§ Exercise objective
Arrange the items below as a two-column CSV with the headers input and output. Give one row per item, putting its text and its answer each in a single quoted field with line breaks replaced by spaces, and leave out the pictures.

§ Source data

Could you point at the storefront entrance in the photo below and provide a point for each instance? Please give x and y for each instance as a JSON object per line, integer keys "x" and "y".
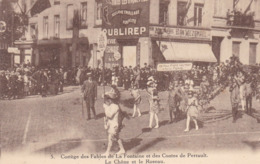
{"x": 129, "y": 56}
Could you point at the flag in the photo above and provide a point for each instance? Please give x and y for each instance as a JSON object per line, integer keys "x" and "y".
{"x": 248, "y": 7}
{"x": 39, "y": 6}
{"x": 235, "y": 2}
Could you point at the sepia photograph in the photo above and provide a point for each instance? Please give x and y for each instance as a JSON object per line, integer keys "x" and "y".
{"x": 129, "y": 81}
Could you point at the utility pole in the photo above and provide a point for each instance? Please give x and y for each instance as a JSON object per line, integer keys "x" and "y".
{"x": 12, "y": 40}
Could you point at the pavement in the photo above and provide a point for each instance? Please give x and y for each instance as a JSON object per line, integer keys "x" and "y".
{"x": 55, "y": 125}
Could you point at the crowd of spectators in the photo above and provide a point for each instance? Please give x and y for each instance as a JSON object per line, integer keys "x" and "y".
{"x": 27, "y": 80}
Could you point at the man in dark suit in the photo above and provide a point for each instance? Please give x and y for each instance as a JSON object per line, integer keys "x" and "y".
{"x": 89, "y": 90}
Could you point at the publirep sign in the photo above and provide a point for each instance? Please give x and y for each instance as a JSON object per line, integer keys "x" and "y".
{"x": 180, "y": 33}
{"x": 174, "y": 66}
{"x": 126, "y": 18}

§ Task output
input,output
"Could you point at the storefront entrance in the photo below and provide a point for each instance? Please give x and y for each instance as a JSON object per line, integer keys ""x"" and ""y"".","{""x"": 129, ""y"": 56}"
"Could you point at the flag in the photo above and provide a point for each instance? Please give x and y for each instance as a JSON object per line, integer keys ""x"" and ""y"".","{""x"": 248, ""y"": 7} {""x"": 39, ""y"": 6} {""x"": 235, ""y"": 2}"
"Could you point at the sepia photograph in the photo above and provide a point for each instance? Please give x and y for each instance as a JSON object per line, integer keys ""x"" and ""y"".","{""x"": 129, ""y"": 81}"
"Could you point at the utility pole in the photo above and provide a point for each instance? Please give x and y for each instance as a JSON object per line, integer keys ""x"" and ""y"".","{""x"": 12, ""y"": 40}"
"Could you point at the pavement in the photo above and provide a point for each instance? Please give x and y for each instance as a JSON object per line, integer keys ""x"" and ""y"".","{""x"": 55, ""y"": 125}"
"Could you point at the crowd of spectators in the photo above and provide a point for each instance? Please give x and y for each instance as a JSON object per line, integer keys ""x"" and ""y"".","{""x"": 27, ""y"": 80}"
"Could you point at the man in dark suit in the photo above and provide a point for each instance? Please give x and y for each instance as a JSON object per line, integer keys ""x"" and ""y"".","{""x"": 89, ""y"": 90}"
"Could you point at the publirep sign in the photo above and provide a point for each instance? Please give x and y for each instance as a JSON object per line, integer keys ""x"" and ""y"".","{""x"": 180, ""y"": 33} {""x"": 174, ""y"": 66} {""x"": 126, ""y"": 18}"